====== Texto de origem

Entrevista de Louisa Hanoune

Fim imediato e incondicional dos bombardeamentos!
Fim imediato e incondicional do bloqueio a Gaza!

Entrevista de Louisa Hanoune (LH), Secretária-Geral do Partido dos Trabalhadores da Argélia ao jornal francês Informações Operárias (IO) de 26 de Agosto de 2014.


IO – O que podes dizer-nos sobre os mais recentes acontecimentos em Gaza?

LH – Nenhuma trégua foi respeitada. O governo de Israel rompeu todas as tréguas, efectuando bombardeamentos massivos.

Na Argélia, do ponto de vista da Comunicação Social, temos a vantagem de conhecer a realidade dos factos, diariamente. Os canais palestinianos transmitem ao vivo as informações, os massacres e as destruições.

Já não há água nem electricidade. Os hospitais foram parcialmente destruídos pelas bombas, e, superlotados, estão sem meios e sobrecarregados. Gaza está completamente isolada. É um verdadeiro gueto, tanto do lado de Israel quanto do Egipto, porque a passagem de Rafah (na fronteira com o Egipto) está fechada.

============

- [Tarefa a]
Nas linhas fornecidas, troca "plaster" por "stucco" no troço que vai da linha que contém "(format x=589, y=52)" até à linha que contém "x=422, y=222", ambas incluídas, e apresenta esse troço com tudo o resto igual.

====== Dados fornecidos

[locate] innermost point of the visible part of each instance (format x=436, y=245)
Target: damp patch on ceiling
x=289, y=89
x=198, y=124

============
====== Dados fornecidos

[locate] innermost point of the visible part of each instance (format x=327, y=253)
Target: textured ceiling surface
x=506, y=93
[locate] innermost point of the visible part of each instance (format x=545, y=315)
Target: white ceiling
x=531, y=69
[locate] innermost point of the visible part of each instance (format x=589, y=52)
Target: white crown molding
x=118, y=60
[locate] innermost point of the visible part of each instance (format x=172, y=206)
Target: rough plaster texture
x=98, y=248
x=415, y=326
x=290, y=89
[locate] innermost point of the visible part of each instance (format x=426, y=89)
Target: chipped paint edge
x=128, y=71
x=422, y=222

============

- [Tarefa b]
Segundo a entrevista, por que razão Gaza está isolada também do lado do Egipto?

- [Solução a]
[locate] innermost point of the visible part of each instance (format x=589, y=52)
Target: white crown molding
x=118, y=60
[locate] innermost point of the visible part of each instance (format x=172, y=206)
Target: rough stucco texture
x=98, y=248
x=415, y=326
x=290, y=89
[locate] innermost point of the visible part of each instance (format x=426, y=89)
Target: chipped paint edge
x=128, y=71
x=422, y=222

- [Solução b]
Porque a passagem de Rafah, na fronteira com o Egipto, está fechada.